Métrique et Prosodie

La poésie est bien mal en point, depuis plus d’un demi-siècle. Non qu’on n’en veuille plus : on en veut, comme le montre le succès de quelques chanteurs français de variété, chez qui la poésie, fatiguée, semble être en villégiature. On trouve chez tel ou tel, des traits poétiques qui, sans atteindre des sommets, gardent une authenticité et un charme certains, lesquels charme et authenticité font cruellement défaut aux poètes professionnels, qui tournent à vide, ayant fait du contournement un maniérisme dont ils ne se dépêtrent point. René Char – tu aurais mieux fait de partir, René Char ! –, que son passé de résistant a élevé au rang de prince des poètes, reste le meilleur exemple d’obscurantisme :

pour l’abondance

de larme répandue

du haut

en bas

par le bas au plus haut trop grande foi

par jeu vie perdu

de soif

mourir par abondant défaut

Je m’égare : il me revient que, sous cette orthographe et disposition typographique contemporaine, se cache en fait un quatrain de Nostradamus :

Pour l’abondance de larme respandue,

Du haut en bas par le bas au plus haut :

Trop grande foy par ieu vie perdue,

De soif mourir par abondant defaut.

--*--

> [CONSIGNES]
[a] Citez le passage du texte sur la poésie compris entre "mourir par abondant défaut" et "par abondant defaut.", ces deux extrémités incluses.
[b] Dans le texte sur la poésie, sur quoi l'auteur s'appuie-t-il pour affirmer qu'on veut encore de la poésie ?
[c] Selon le texte sur la poésie, quel poète a été élevé au rang de prince des poètes grâce à son passé de résistant ?

> [LIGNES DE DONNÉES]
--*--

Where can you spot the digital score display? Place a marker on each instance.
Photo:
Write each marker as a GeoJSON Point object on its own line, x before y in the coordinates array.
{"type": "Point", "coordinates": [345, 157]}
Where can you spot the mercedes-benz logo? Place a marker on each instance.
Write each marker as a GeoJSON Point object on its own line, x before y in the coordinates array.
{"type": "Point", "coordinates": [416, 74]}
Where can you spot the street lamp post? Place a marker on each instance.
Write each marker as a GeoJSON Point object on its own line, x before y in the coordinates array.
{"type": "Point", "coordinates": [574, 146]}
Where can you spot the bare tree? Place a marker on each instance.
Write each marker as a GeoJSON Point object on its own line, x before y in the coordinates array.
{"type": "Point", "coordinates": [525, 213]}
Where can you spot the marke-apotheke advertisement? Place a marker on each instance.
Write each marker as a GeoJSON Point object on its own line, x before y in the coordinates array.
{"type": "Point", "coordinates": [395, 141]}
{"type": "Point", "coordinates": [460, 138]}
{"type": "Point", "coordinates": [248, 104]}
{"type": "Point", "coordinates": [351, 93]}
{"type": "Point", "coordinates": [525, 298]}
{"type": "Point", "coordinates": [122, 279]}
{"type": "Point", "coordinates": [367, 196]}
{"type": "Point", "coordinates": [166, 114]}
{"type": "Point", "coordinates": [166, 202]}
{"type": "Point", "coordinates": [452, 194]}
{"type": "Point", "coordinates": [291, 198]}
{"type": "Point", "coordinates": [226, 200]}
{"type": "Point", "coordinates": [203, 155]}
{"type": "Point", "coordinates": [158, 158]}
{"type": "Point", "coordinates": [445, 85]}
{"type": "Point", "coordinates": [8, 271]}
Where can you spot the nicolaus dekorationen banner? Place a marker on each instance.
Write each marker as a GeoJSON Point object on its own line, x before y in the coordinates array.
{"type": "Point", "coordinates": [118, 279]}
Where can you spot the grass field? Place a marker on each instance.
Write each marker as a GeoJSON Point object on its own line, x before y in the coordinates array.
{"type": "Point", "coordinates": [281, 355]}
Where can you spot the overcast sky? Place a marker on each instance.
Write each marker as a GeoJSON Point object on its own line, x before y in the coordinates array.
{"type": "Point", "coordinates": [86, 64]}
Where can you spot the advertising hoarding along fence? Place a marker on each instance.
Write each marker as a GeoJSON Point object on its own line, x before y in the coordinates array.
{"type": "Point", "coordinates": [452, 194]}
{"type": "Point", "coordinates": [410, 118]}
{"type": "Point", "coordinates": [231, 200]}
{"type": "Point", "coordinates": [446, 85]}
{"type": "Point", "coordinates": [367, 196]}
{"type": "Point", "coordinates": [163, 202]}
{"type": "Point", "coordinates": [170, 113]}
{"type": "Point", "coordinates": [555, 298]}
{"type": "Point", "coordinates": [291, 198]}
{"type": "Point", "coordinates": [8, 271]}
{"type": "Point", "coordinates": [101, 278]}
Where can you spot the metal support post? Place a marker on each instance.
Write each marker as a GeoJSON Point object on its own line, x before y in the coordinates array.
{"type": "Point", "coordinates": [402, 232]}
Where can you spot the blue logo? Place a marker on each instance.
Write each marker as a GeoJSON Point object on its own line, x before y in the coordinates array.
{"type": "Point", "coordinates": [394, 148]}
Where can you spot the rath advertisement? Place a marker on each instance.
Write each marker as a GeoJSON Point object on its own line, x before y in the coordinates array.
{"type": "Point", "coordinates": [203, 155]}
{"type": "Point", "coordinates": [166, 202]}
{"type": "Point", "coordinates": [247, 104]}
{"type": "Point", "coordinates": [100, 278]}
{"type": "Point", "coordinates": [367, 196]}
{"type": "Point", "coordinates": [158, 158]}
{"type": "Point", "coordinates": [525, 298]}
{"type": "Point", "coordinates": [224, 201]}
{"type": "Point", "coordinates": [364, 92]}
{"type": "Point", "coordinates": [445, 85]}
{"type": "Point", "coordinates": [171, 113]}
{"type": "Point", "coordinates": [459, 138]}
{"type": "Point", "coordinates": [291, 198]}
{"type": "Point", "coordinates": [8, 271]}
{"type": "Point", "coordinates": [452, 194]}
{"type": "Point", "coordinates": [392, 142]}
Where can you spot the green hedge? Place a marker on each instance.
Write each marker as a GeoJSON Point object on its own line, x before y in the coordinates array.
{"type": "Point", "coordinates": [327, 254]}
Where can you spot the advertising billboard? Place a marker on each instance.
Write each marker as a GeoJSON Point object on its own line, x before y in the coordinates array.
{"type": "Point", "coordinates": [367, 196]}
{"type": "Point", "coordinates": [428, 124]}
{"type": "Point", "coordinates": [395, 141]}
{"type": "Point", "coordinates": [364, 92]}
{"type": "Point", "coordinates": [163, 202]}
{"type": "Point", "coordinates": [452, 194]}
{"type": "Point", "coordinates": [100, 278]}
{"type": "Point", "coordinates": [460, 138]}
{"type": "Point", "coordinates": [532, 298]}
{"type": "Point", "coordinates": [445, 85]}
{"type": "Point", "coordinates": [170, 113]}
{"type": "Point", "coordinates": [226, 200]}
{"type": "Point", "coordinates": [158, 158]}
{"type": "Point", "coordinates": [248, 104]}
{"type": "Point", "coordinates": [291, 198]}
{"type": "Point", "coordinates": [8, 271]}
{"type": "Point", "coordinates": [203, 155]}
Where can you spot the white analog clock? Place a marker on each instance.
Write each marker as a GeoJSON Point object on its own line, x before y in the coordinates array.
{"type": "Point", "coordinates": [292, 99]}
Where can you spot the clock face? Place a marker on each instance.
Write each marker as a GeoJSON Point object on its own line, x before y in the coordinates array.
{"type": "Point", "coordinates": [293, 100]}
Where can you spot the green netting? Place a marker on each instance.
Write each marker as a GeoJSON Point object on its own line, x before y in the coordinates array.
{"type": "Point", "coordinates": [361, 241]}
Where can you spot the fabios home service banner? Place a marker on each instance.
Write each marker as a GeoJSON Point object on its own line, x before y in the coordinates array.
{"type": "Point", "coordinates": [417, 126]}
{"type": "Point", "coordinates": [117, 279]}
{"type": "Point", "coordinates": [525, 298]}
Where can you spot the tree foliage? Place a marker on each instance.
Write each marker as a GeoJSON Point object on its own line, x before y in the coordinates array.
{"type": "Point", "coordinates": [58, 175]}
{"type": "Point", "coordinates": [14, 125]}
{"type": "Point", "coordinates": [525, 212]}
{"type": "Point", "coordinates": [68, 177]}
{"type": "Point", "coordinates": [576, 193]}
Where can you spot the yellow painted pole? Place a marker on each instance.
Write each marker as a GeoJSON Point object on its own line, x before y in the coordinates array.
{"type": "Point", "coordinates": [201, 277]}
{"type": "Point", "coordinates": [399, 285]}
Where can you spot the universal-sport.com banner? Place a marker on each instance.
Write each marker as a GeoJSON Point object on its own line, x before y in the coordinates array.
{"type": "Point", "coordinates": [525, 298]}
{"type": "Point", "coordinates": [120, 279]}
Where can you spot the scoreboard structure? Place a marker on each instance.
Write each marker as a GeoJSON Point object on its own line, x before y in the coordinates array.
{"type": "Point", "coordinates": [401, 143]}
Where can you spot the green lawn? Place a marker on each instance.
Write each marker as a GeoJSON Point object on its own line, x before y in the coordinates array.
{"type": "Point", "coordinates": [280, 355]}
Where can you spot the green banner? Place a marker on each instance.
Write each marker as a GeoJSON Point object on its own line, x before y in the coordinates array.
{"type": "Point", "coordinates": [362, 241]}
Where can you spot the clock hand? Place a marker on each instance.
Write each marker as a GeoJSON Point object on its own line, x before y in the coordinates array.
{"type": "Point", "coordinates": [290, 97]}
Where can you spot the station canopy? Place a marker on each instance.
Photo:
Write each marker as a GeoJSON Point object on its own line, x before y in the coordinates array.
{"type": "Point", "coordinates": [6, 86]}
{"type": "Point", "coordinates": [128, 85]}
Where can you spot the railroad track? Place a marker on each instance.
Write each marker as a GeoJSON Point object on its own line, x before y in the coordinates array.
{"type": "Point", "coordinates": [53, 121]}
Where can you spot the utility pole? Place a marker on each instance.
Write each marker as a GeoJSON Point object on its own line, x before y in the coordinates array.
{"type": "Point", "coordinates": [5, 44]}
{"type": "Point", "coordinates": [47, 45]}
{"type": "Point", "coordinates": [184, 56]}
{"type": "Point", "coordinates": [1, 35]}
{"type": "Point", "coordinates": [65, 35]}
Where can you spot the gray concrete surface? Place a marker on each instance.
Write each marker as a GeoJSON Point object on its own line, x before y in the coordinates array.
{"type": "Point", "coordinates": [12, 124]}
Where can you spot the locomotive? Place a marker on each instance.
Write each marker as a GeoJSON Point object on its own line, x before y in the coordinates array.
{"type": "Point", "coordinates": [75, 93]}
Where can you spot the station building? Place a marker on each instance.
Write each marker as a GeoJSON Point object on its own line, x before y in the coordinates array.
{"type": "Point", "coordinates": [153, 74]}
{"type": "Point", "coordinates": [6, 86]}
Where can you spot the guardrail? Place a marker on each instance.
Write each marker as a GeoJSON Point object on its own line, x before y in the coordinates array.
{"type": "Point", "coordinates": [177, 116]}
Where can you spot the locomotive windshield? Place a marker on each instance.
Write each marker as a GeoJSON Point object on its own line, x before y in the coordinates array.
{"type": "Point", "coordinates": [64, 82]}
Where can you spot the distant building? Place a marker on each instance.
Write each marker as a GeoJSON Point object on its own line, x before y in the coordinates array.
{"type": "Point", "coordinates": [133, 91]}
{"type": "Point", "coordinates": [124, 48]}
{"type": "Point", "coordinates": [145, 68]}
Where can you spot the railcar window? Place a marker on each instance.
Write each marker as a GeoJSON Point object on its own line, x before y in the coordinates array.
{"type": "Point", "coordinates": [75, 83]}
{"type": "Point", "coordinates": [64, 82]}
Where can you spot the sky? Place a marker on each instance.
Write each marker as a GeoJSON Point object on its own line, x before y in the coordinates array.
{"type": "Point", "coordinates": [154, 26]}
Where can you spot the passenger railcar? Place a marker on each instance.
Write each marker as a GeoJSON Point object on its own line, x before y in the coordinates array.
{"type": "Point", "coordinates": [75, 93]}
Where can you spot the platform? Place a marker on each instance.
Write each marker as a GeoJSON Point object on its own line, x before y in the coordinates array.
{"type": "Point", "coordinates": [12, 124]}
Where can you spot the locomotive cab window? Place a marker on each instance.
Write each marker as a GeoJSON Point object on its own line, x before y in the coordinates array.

--*--

> [RÉPONSES]
[a]
mourir par abondant défaut

Je m’égare : il me revient que, sous cette orthographe et disposition typographique contemporaine, se cache en fait un quatrain de Nostradamus :

Pour l’abondance de larme respandue,

Du haut en bas par le bas au plus haut :

Trop grande foy par ieu vie perdue,

De soif mourir par abondant defaut.

[b] Il s'appuie sur le succès de quelques chanteurs français de variété, chez qui la poésie, fatiguée, semble être en villégiature. On trouve chez certains d'entre eux des traits poétiques qui gardent une authenticité et un charme certains.

[c] René Char.